* **Dataset**

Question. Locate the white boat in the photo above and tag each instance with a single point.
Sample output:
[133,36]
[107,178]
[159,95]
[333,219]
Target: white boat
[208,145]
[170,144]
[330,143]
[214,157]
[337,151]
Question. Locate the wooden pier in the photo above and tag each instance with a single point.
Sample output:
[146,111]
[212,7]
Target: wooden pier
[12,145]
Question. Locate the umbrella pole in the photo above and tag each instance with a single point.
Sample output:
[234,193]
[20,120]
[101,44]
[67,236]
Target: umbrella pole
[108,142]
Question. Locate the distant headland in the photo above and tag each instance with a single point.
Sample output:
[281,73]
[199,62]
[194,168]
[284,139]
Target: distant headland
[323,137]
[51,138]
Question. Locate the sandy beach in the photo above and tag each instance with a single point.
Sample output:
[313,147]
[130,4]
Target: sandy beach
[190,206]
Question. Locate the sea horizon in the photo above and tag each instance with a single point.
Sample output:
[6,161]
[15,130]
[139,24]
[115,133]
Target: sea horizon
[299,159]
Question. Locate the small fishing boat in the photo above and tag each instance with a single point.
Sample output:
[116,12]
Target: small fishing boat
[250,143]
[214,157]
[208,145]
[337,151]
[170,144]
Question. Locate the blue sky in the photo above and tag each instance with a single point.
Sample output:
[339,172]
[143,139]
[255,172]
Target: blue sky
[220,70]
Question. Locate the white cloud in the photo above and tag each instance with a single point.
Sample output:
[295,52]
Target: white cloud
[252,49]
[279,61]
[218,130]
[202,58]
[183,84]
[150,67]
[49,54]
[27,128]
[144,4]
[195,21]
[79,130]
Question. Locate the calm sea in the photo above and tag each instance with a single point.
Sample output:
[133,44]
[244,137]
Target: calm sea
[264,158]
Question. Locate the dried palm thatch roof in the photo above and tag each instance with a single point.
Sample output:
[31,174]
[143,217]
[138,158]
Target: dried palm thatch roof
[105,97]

* **How to complete this task**
The answer must be a word-for-word restatement of the records.

* **Solution to this exercise**
Question. Locate the white boat in the photo above and tag each instance with a single point.
Sample output:
[133,36]
[107,178]
[159,95]
[333,219]
Target: white boat
[208,145]
[170,144]
[330,143]
[214,157]
[337,151]
Question. Locate the wooden pier in the photo above and tag each instance with a single point.
Sample output:
[146,111]
[212,7]
Target: wooden pier
[12,145]
Question. Locate the umbrella pole in the photo above and tag each instance with a single point.
Sample output:
[234,193]
[20,120]
[101,44]
[67,236]
Target: umbrella pole
[108,142]
Question. Locate the distant headland in the photo above and tag each instance with a single point.
Sample output:
[281,73]
[199,62]
[194,168]
[284,139]
Target: distant headland
[323,137]
[51,138]
Question. Locate the sandy beach in the photo above and tag each instance with a single point.
Sample output:
[313,147]
[130,4]
Target: sandy beach
[190,206]
Question. Locate the sea horizon in the photo above and tag each instance with a single point.
Sample output:
[6,161]
[15,130]
[139,24]
[115,133]
Target: sea horizon
[299,159]
Question. Locate the small fishing boat in the photo above and tag each instance with a single point.
Sample output:
[116,12]
Target: small fishing boat
[250,143]
[214,157]
[208,145]
[337,151]
[170,144]
Question. Locate the blue sky in the photo above and tag each instance with a single point.
Sample output:
[339,172]
[143,139]
[255,172]
Target: blue sky
[220,70]
Question. Locate the white cloud in the photo above and tag each instance with a single point.
Sample output:
[295,52]
Target: white cloud
[252,49]
[279,61]
[218,130]
[202,58]
[183,84]
[150,67]
[49,54]
[27,128]
[144,4]
[195,21]
[79,130]
Question. Locate the calm sea in the photo above and tag each instance with a single point.
Sample output:
[133,44]
[244,137]
Target: calm sea
[264,158]
Question. Locate the dried palm thatch roof in the photo above and tag each instance with a single point.
Sample output:
[31,174]
[143,217]
[138,158]
Target: dried palm thatch roof
[105,97]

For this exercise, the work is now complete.